### WHAT NEEDS TO BE DONE
Copy out, word for word, the part of the records that opens with the line containing "Readme: the locator spots each instance of the sign" and closes with the line containing "Target: sign", including both of those lines.

>> BEGIN

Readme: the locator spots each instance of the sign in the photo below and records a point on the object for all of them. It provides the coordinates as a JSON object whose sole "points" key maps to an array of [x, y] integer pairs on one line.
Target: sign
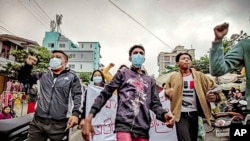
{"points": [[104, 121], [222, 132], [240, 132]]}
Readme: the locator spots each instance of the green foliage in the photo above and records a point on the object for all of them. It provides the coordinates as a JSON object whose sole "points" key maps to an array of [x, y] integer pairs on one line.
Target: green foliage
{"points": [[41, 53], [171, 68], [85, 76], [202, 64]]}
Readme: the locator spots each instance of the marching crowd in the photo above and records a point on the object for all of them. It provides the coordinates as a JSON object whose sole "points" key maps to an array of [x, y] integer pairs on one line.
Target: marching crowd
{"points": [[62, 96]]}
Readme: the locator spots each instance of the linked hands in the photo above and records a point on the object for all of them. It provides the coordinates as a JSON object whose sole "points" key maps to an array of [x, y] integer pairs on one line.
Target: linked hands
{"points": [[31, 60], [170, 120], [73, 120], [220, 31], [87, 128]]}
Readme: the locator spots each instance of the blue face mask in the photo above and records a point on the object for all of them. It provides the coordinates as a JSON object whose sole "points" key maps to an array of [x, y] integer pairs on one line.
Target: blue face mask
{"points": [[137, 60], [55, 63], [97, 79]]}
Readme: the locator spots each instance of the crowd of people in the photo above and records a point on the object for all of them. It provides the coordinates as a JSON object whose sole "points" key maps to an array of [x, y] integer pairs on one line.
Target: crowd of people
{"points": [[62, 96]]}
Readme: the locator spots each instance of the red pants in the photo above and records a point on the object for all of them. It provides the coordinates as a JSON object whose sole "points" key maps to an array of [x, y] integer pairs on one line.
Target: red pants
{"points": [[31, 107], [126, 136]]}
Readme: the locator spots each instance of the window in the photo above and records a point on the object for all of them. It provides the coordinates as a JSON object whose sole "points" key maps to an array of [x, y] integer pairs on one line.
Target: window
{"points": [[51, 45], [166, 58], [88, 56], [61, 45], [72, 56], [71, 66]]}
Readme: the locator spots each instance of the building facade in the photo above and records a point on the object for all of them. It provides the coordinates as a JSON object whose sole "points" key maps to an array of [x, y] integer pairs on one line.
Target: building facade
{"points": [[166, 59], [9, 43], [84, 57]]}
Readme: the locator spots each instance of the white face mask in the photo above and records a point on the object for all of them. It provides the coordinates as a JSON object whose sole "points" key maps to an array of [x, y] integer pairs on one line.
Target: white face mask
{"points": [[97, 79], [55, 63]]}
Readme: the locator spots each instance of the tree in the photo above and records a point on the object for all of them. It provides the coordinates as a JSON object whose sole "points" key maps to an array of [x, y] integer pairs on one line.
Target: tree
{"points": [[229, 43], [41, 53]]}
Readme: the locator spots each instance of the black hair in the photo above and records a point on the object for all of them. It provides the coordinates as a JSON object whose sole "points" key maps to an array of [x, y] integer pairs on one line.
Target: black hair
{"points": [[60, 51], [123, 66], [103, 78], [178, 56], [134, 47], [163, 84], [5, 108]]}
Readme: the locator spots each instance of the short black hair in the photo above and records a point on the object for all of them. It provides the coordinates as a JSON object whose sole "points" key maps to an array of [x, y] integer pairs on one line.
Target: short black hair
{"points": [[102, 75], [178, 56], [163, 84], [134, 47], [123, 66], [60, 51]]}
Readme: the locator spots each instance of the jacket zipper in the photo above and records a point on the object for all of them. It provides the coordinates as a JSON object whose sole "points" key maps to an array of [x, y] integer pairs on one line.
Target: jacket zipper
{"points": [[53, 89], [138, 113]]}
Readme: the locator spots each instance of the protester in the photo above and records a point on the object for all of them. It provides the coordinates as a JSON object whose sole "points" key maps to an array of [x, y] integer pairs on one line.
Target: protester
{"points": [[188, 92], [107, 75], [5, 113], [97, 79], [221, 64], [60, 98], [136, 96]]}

>> END
>> BEGIN

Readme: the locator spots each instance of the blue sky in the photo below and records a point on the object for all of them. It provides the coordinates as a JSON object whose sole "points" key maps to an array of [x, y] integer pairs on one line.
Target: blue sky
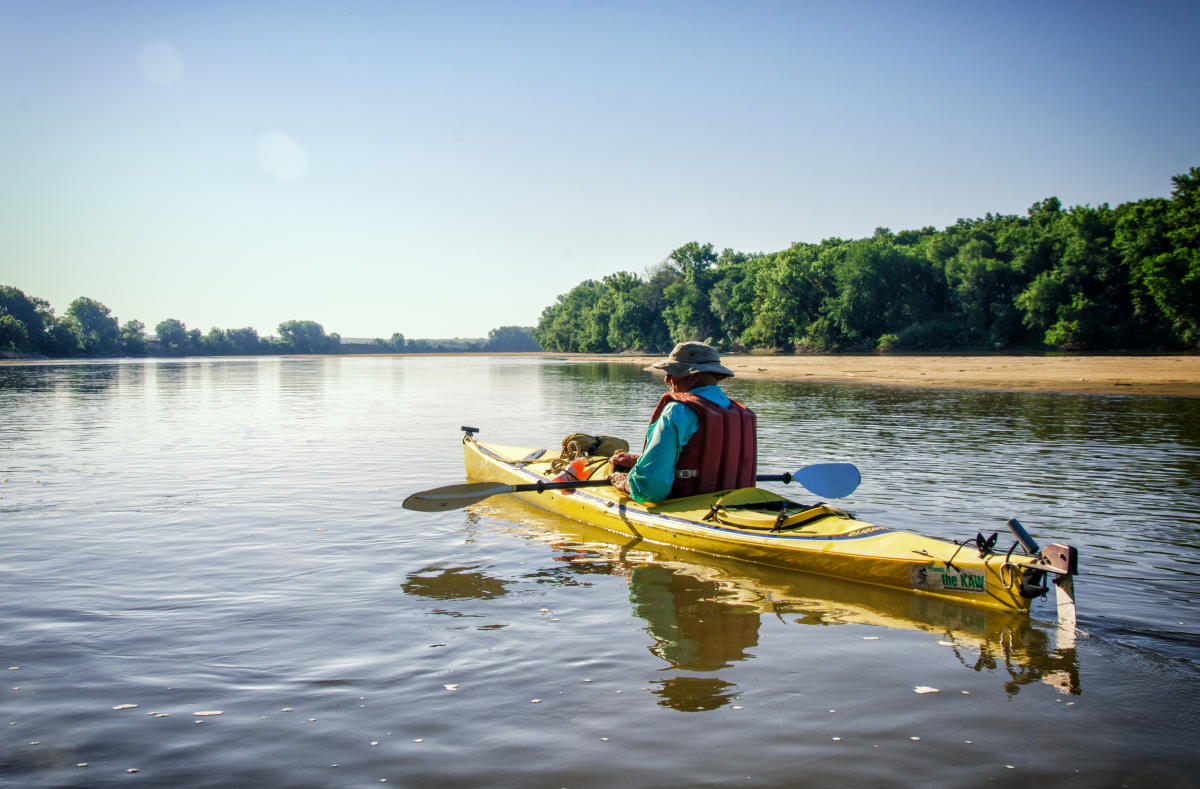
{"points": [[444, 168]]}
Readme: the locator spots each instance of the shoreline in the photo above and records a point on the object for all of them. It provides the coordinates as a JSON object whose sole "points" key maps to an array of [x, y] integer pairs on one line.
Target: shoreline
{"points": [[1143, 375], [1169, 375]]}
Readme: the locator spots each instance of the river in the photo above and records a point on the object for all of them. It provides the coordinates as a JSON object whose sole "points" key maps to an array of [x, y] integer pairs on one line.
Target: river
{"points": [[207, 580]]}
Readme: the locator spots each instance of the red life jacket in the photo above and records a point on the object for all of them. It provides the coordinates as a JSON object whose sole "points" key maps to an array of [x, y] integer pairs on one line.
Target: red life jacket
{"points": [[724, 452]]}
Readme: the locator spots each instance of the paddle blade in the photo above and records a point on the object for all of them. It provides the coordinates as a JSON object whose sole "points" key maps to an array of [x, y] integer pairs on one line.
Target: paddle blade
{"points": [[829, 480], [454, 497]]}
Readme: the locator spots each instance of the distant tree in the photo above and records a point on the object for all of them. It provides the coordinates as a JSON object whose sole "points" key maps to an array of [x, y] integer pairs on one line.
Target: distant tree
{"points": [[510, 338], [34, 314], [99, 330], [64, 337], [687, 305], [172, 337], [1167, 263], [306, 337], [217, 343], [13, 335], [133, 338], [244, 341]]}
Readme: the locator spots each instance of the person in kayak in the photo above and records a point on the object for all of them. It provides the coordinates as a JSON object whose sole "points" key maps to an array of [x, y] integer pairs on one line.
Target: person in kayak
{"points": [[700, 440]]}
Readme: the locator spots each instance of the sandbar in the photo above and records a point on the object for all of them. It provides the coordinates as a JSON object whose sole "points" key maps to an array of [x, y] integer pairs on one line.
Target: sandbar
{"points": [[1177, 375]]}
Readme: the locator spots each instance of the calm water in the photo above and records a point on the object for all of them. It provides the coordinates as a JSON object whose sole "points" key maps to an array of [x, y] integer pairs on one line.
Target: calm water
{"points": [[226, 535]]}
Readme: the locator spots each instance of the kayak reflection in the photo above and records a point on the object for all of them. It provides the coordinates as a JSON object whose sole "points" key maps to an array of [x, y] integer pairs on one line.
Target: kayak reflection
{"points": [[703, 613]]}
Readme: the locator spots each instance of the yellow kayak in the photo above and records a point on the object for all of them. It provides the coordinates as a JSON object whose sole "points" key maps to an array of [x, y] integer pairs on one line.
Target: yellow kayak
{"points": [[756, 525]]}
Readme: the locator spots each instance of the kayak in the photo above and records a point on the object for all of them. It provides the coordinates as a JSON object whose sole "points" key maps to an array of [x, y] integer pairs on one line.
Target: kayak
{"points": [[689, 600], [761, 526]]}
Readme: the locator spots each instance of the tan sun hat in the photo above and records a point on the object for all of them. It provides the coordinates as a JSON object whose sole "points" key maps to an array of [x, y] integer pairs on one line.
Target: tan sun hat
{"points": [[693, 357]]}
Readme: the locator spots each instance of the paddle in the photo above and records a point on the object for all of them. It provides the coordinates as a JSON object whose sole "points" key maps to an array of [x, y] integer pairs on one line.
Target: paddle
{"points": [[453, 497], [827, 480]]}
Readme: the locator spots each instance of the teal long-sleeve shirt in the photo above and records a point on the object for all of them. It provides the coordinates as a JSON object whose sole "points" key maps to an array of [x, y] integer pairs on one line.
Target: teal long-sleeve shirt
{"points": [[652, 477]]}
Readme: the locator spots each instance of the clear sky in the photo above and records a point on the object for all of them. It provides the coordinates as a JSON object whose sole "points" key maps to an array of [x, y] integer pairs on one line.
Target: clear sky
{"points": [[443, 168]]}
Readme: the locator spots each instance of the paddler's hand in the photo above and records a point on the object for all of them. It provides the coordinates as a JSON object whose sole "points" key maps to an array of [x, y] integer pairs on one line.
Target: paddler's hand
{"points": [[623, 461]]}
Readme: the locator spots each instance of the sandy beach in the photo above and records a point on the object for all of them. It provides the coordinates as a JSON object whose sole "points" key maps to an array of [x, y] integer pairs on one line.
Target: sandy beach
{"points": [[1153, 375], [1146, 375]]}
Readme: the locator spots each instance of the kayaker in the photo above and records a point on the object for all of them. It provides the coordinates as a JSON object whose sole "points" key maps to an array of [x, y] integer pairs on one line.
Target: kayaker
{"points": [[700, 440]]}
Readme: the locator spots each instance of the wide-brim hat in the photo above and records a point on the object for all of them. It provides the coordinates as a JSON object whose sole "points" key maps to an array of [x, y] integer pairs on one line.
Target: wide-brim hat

>> END
>> BEGIN

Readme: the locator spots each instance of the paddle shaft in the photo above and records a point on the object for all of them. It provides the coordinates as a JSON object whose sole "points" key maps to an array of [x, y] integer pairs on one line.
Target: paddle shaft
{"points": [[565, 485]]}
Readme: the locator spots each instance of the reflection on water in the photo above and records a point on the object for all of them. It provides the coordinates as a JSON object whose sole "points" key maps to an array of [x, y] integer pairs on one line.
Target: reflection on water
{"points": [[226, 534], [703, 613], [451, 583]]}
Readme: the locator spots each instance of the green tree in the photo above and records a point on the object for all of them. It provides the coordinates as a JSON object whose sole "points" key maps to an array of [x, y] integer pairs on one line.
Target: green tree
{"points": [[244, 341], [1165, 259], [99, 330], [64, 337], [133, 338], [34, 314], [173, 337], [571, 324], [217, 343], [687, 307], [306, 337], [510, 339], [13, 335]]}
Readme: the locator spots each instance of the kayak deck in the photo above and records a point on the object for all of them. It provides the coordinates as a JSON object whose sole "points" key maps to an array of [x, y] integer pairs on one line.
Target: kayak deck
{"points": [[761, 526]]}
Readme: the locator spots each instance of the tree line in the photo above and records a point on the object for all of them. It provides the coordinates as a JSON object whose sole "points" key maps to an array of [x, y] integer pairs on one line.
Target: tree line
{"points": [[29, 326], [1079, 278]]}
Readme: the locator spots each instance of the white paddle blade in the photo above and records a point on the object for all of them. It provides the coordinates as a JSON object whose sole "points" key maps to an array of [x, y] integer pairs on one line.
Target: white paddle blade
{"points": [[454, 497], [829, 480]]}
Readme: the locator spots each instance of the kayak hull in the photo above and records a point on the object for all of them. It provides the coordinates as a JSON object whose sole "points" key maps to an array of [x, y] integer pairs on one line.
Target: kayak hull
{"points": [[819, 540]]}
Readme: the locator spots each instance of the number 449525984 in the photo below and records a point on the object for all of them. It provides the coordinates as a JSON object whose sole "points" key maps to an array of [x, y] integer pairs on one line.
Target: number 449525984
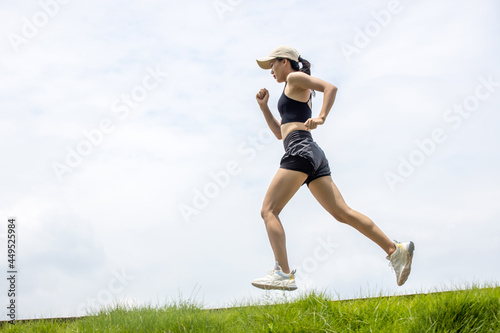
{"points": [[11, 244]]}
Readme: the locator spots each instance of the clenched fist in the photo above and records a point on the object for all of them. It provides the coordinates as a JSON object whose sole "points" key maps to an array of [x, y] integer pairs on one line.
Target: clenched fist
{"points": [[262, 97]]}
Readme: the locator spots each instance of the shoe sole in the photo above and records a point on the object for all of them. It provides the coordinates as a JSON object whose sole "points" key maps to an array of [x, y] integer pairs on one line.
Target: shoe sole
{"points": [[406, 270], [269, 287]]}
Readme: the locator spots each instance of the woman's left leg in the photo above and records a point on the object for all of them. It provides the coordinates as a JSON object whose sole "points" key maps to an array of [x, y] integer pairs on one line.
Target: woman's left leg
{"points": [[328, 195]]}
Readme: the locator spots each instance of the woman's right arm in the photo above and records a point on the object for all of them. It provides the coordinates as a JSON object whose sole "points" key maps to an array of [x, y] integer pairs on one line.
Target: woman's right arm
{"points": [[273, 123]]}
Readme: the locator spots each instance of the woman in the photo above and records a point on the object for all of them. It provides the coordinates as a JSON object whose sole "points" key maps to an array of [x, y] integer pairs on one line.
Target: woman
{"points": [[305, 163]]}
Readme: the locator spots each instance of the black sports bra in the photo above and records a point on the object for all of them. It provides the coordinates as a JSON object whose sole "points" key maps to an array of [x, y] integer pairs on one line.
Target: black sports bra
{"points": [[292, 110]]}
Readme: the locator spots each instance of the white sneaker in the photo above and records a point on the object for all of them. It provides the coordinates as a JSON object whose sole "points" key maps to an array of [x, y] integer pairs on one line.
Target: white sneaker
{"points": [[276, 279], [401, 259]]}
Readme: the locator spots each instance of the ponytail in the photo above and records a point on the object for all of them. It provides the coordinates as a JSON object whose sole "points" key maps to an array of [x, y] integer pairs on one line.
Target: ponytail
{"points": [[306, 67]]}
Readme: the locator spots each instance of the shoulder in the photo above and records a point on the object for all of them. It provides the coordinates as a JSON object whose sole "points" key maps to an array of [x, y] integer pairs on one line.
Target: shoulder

>> END

### RESPONSE TO THE EXERCISE
Readme: the locator spots each instance of the sign in the photo below and records a point on the object for all of them. It provides the coordinates as a JSON object whose sole "points" key maps to an array of [x, y] integer pairs on one line.
Target: sign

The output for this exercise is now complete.